» **GIVEN DATA**:
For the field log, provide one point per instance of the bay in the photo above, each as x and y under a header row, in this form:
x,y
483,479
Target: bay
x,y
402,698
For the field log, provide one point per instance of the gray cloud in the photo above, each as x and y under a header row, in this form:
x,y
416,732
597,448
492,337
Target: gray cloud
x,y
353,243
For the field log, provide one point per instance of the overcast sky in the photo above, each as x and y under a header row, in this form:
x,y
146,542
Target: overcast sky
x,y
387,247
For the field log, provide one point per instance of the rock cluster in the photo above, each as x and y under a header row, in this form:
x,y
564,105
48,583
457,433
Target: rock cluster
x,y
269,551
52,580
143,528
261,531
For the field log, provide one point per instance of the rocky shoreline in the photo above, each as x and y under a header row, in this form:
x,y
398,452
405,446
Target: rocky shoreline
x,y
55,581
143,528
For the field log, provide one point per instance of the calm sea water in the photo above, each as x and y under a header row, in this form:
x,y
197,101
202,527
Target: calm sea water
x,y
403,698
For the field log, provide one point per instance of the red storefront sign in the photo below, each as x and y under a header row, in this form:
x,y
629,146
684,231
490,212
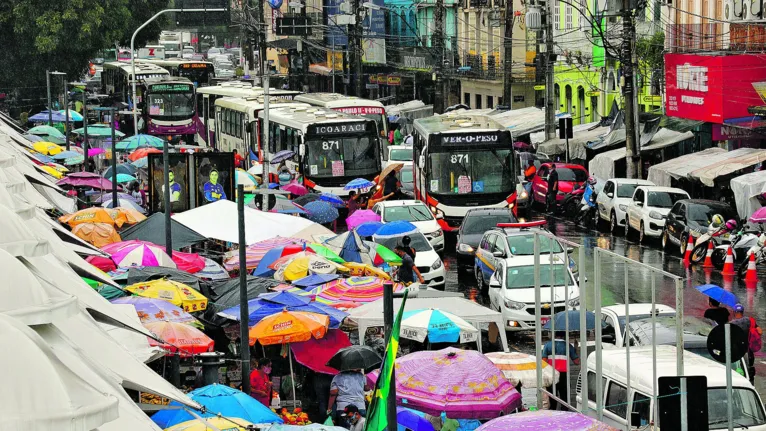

» **INSTRUCTIONS TO FOLLOW**:
Please rewrite all of the material above, replacing "field log" with "site report" and changing nothing else. Leave the pictures out of your answer.

» **EXPECTED ANSWER**:
For the site report, provide one point per instance of the bay in the photo above, each as x and y under a header row, in this form:
x,y
483,479
Target: bay
x,y
402,698
For the site report, provide one point per instance of the gray cloud in the photo above, each as x and y under a header row, in this form:
x,y
416,732
597,448
492,337
Target: gray cloud
x,y
353,243
For the site report, provide one point per instance of the overcast sky in the photo above, each as x and y under a header row, in this form:
x,y
146,542
Target: overcast sky
x,y
387,247
For the site report, provide one point per instance of the rock cluster in the photo above, each as x and y under a header row, in this form:
x,y
564,105
48,583
457,433
Target: rock cluster
x,y
269,551
52,580
143,528
261,531
For the site report, provide one point per instance of the rocky shoreline in the photo above, each as x and y under a header row, in this form:
x,y
398,452
405,446
Target: rocky shoreline
x,y
55,581
143,528
For the site report, provide one point per instance of the calm sea water in the photo above, each as x and y under a header row, in this form:
x,y
197,101
202,527
Target: calm sea water
x,y
403,698
For the site report, provide one point per instance of the red storefront sign in the photo below, each as x and y under a header row, in this form:
x,y
629,146
684,231
490,212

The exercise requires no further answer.